[CHALLENGE]
Write out exactly the lines running from the line that includes "car windshield, which" to the end of the data, both ends included, and nothing besides.

[Position annotation records]
-- START --
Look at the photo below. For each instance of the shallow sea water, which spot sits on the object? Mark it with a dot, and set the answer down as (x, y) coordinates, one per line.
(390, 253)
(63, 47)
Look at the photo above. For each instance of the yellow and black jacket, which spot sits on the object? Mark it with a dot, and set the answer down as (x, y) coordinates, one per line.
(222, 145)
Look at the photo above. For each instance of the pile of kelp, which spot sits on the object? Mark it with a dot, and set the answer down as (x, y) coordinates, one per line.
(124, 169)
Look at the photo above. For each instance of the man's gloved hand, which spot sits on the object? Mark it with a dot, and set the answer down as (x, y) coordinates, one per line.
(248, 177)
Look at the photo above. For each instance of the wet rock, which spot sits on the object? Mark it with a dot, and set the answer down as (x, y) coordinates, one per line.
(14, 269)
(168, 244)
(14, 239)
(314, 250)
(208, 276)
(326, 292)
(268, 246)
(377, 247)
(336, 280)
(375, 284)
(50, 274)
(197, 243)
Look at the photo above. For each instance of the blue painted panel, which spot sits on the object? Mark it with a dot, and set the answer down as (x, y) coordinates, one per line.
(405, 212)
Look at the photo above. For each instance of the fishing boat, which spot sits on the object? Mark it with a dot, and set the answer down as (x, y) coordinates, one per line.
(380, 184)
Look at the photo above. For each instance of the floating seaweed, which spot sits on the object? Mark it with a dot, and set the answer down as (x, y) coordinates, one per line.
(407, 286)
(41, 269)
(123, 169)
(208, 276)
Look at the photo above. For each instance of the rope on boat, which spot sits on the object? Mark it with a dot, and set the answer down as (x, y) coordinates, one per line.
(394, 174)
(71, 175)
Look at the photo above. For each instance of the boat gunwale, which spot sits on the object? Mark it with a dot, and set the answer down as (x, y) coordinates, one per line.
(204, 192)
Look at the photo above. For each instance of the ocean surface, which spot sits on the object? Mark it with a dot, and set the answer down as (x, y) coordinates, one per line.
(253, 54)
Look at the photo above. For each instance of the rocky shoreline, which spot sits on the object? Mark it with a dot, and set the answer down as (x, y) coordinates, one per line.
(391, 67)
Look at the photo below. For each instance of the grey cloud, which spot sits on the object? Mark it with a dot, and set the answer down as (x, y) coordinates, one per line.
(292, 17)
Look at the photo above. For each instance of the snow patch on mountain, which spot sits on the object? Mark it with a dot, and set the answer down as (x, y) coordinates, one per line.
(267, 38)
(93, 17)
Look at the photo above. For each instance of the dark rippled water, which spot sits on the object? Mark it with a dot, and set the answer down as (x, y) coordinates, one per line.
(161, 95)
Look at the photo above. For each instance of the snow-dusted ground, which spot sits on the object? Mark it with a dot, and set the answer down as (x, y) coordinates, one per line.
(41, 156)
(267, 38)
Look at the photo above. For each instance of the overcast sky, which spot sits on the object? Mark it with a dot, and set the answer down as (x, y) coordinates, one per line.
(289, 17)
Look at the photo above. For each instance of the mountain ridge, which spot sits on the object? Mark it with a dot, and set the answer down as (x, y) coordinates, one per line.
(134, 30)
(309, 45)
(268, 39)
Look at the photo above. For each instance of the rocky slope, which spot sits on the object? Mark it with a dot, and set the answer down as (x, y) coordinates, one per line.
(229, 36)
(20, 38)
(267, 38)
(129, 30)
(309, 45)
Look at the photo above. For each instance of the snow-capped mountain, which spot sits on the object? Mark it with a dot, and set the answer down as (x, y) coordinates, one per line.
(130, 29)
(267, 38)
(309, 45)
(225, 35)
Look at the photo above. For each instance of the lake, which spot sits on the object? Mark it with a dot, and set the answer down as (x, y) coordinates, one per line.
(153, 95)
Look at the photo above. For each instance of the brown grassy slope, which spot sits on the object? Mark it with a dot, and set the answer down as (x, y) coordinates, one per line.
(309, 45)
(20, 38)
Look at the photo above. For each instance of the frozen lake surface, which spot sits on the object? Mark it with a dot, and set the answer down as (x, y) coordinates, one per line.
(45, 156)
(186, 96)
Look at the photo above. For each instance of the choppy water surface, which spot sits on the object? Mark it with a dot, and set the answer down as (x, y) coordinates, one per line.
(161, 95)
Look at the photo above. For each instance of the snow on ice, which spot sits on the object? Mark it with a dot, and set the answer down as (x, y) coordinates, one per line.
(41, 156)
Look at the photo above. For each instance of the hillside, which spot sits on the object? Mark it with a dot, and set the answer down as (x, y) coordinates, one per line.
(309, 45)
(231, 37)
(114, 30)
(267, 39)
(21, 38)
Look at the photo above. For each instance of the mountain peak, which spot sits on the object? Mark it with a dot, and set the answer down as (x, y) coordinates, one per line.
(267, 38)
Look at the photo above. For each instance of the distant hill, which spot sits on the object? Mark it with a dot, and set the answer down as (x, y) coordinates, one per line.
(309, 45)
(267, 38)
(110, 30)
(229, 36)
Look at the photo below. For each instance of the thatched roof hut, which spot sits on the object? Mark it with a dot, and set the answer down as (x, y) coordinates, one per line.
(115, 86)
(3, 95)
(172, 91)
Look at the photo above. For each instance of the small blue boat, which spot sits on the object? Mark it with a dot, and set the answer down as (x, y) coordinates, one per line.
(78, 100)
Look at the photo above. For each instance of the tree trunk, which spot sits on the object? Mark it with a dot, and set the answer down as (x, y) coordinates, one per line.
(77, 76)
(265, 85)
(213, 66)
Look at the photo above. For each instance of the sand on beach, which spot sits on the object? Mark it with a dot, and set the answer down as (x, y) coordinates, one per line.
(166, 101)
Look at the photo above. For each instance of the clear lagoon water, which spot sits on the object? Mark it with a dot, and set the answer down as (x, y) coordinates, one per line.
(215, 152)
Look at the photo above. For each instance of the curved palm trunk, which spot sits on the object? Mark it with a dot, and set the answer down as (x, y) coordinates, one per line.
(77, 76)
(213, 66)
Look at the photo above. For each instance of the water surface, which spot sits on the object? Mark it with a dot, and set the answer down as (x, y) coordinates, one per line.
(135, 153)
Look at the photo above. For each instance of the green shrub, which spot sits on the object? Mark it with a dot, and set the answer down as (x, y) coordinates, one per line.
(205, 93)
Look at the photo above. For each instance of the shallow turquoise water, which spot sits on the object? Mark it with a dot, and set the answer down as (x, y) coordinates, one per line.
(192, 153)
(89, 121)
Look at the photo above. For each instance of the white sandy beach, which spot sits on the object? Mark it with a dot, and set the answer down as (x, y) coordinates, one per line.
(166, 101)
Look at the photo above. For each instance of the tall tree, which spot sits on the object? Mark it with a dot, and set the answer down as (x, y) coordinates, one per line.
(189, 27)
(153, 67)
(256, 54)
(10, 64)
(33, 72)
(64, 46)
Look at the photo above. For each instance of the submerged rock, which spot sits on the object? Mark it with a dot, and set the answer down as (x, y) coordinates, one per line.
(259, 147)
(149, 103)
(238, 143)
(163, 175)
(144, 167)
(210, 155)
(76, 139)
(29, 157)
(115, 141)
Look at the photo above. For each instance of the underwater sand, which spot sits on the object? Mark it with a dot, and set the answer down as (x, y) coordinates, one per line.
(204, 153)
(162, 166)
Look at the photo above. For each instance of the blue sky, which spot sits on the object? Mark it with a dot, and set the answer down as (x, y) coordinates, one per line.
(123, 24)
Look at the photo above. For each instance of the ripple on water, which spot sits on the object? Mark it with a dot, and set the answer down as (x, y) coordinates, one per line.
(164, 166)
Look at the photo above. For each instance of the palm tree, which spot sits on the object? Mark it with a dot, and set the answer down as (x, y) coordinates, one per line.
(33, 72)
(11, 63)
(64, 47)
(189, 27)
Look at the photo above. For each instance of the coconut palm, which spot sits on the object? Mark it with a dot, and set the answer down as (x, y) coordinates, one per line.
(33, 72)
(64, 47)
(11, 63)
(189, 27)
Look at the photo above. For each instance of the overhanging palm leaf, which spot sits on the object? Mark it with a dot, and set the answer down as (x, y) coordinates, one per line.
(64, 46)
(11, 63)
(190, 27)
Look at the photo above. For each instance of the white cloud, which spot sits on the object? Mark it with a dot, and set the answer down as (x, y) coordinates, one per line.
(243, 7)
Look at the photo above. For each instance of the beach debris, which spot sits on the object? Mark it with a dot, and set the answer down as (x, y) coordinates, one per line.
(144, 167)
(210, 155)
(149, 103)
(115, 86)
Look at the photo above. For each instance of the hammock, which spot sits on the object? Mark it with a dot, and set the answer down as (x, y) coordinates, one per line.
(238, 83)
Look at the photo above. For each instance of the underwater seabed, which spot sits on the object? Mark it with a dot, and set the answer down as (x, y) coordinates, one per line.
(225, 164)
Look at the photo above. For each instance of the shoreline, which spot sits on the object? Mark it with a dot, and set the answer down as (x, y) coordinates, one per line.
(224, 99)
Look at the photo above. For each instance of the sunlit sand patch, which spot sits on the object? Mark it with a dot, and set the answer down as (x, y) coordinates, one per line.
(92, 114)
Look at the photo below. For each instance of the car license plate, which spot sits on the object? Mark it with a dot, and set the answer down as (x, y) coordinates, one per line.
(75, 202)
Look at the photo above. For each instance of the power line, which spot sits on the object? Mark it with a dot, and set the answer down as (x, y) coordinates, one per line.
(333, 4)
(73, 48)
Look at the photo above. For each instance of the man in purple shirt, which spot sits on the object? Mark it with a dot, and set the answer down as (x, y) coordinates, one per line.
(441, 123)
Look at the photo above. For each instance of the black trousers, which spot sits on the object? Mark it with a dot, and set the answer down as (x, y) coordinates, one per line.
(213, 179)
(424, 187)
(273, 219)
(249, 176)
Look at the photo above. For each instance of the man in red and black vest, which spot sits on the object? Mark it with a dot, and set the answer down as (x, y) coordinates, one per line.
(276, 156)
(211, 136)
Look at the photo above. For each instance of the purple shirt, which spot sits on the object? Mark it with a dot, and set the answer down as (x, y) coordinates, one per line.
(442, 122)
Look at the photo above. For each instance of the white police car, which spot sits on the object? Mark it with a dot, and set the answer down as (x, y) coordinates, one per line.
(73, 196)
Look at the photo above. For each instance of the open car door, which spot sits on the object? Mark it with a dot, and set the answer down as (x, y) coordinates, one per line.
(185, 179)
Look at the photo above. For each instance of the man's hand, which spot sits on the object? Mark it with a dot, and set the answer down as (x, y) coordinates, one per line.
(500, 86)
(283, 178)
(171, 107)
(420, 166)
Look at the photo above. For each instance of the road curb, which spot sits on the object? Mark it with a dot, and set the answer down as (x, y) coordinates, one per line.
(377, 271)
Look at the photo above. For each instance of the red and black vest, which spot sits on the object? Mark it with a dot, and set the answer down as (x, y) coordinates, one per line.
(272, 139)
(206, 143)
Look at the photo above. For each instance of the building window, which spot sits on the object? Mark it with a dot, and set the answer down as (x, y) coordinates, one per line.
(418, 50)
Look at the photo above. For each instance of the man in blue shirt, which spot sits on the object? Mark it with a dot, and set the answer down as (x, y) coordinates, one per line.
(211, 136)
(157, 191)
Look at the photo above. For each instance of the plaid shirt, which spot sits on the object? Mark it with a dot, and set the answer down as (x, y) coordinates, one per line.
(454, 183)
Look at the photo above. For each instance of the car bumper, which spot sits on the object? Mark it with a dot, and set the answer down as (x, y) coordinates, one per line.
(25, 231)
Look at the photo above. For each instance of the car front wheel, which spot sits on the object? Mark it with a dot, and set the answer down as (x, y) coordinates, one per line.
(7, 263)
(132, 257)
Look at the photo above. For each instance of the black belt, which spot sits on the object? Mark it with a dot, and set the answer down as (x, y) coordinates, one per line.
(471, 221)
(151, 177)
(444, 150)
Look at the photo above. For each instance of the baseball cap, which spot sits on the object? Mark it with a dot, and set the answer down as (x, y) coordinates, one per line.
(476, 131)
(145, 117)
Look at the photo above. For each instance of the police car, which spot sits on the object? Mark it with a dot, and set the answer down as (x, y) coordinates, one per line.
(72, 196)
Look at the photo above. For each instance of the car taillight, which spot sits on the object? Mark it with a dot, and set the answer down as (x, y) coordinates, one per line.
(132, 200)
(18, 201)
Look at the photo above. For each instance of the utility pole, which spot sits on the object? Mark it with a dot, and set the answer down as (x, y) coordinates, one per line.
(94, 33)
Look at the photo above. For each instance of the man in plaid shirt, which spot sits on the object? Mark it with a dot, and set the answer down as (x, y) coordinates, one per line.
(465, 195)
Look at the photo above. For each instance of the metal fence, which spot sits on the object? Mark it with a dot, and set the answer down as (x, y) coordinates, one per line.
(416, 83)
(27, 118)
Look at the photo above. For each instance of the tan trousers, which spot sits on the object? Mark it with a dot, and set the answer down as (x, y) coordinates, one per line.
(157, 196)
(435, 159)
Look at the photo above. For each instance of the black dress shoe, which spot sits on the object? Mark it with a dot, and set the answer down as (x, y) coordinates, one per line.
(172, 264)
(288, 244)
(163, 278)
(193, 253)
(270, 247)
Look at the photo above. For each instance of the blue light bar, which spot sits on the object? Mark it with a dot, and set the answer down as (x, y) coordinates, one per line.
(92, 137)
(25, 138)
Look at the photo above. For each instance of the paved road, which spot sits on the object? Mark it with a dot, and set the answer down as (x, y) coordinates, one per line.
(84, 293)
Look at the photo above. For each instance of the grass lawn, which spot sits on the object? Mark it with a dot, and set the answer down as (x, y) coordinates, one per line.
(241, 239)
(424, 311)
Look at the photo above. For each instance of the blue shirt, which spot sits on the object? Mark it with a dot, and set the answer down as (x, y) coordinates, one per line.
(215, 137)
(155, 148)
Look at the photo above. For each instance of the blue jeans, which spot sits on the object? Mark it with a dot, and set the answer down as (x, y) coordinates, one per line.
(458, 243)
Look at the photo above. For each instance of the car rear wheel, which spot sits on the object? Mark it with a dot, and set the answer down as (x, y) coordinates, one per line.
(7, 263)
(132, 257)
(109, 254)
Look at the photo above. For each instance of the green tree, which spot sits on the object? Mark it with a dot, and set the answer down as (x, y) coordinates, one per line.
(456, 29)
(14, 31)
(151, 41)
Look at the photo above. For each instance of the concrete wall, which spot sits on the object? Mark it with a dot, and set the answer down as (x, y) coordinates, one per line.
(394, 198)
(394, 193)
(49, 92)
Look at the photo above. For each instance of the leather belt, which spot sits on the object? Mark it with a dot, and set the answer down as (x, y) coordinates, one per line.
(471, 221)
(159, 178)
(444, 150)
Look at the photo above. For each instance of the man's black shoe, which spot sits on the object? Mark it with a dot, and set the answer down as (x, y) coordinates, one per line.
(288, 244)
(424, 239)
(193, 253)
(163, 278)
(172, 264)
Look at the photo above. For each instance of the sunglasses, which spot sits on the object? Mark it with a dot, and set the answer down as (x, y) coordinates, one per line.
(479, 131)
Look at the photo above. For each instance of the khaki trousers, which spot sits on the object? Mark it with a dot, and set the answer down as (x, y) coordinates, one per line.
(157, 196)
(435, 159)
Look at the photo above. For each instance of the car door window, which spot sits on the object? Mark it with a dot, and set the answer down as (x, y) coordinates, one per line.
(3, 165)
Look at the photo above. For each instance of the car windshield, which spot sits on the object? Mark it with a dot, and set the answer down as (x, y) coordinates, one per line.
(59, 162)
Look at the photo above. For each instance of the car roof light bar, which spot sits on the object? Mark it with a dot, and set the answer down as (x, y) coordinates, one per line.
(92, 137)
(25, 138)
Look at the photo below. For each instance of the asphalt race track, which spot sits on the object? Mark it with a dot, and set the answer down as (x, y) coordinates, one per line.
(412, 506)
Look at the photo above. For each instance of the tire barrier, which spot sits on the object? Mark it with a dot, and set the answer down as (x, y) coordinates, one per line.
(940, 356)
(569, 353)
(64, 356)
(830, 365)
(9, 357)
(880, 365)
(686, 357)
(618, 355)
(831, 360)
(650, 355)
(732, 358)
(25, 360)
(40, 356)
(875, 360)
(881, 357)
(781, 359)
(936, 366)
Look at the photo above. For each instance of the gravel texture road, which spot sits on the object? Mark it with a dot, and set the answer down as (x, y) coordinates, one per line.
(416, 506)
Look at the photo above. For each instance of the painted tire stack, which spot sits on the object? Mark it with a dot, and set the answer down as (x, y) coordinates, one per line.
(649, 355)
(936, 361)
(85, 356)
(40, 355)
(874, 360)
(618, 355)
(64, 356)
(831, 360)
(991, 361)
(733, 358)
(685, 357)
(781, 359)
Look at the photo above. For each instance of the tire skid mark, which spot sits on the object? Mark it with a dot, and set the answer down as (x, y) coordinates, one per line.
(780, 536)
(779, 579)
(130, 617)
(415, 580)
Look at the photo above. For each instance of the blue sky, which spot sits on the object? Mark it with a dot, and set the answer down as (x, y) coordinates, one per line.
-- END --
[CORRECT RESULT]
Look at the photo above. For each instance of the car windshield, which spot sits on the object? Mark it with a dot, and set the answer down as (x, y) coordinates, one per line.
(59, 162)
Look at the photo above. For each instance of the car roof light bar, which spot sits on the object? Mark it with a dot, and set the answer down as (x, y) coordinates, one per line.
(92, 137)
(25, 138)
Look at the photo below. For each instance of the asphalt race track, which spot sits on the object? Mark it with a dot, and set the answer down as (x, y) coordinates, one per line.
(412, 506)
Look at the photo above. For each instance of the tire barrier, which spot sits on the object? Mark it with a dot, and set the answer down as (x, y) coordinates, one per line.
(940, 356)
(569, 353)
(64, 356)
(830, 365)
(9, 357)
(880, 365)
(686, 357)
(618, 355)
(831, 360)
(650, 355)
(732, 358)
(25, 360)
(40, 356)
(875, 360)
(881, 357)
(781, 359)
(936, 366)
Look at the photo above. For each instance of the gravel texture road, which spot sits on the object? Mark it with a dot, and set the answer down as (x, y) coordinates, one per line.
(416, 506)
Look at the photo above. For each instance of the painted tire stack, which spot sits on the object? Mark it with a dot, and set the answer down as (x, y) coordinates, one per line.
(649, 355)
(936, 361)
(85, 356)
(40, 355)
(874, 360)
(618, 355)
(64, 356)
(831, 360)
(991, 361)
(733, 358)
(685, 357)
(781, 359)
Look at the photo above. For each instance of the tire skid mark, which spot sits on the object? Mark it with a dot, and set the answer down as (x, y) coordinates, one per line.
(780, 536)
(779, 579)
(130, 617)
(415, 580)
Look at the photo above. For each instance of the blue sky, which spot sits on the object? Mark it with a dot, and set the answer down as (x, y) coordinates, one per line.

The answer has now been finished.